- REQUEST:
Write out each of the following rows verbatim, changing nothing.

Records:
════════════════════
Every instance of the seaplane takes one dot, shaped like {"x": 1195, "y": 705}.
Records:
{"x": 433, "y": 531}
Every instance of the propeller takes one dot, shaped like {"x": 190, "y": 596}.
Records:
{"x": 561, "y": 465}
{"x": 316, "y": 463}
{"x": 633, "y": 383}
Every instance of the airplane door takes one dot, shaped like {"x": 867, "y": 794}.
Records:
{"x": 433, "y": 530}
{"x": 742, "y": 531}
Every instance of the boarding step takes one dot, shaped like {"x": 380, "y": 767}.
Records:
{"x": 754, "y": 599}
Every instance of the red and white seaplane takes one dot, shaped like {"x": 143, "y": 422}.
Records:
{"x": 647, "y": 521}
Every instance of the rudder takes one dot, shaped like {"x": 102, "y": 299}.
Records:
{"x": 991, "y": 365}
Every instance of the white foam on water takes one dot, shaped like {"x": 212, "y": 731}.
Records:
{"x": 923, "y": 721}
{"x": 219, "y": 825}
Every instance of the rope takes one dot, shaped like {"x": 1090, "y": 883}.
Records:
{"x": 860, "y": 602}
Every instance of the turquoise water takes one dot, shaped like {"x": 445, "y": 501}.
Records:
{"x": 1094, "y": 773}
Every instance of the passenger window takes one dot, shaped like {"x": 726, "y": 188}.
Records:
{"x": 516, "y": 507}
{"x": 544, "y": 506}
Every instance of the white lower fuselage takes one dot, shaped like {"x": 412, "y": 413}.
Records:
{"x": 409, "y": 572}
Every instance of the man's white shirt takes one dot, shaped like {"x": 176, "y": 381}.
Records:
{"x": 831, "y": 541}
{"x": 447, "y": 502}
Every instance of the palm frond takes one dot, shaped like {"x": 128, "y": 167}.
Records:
════════════════════
- FINISHED ANSWER:
Every instance of the seaplane takes one dot, shaped like {"x": 1195, "y": 705}.
Records:
{"x": 433, "y": 531}
Every instance of the propeller takes one dot, shaped like {"x": 190, "y": 596}.
Records:
{"x": 561, "y": 465}
{"x": 316, "y": 463}
{"x": 633, "y": 383}
Every instance of the airplane door takes one dot, shaped like {"x": 867, "y": 794}.
Records:
{"x": 433, "y": 530}
{"x": 742, "y": 531}
Every instance of the boarding step takes one dot, shaped like {"x": 380, "y": 767}.
Records:
{"x": 754, "y": 599}
Every instance of the red and white seaplane takes one dot, shaped like {"x": 143, "y": 422}.
Records:
{"x": 647, "y": 521}
Every instance of the rudder takes one dot, shaped like {"x": 102, "y": 299}.
Records:
{"x": 991, "y": 365}
Every instance of the white foam on water takes one dot, shaped like {"x": 212, "y": 731}.
Records:
{"x": 923, "y": 721}
{"x": 219, "y": 825}
Every instance of the rope takes one dot, shaped like {"x": 1090, "y": 883}.
Records:
{"x": 860, "y": 602}
Every instance of the turquoise water takes one dot, shaped like {"x": 445, "y": 501}.
Records:
{"x": 1094, "y": 773}
Every instance of the passenger window takes one dot, shaped like {"x": 726, "y": 188}.
Records:
{"x": 516, "y": 507}
{"x": 544, "y": 506}
Every instance of the white lower fuselage takes one dot, shaped like {"x": 412, "y": 413}.
Records:
{"x": 409, "y": 572}
Every instance of the man's white shirt takes one dot, shaped like {"x": 176, "y": 381}.
Records:
{"x": 831, "y": 541}
{"x": 447, "y": 502}
Every instance of the palm frond takes one dot, shaped like {"x": 128, "y": 167}.
Records:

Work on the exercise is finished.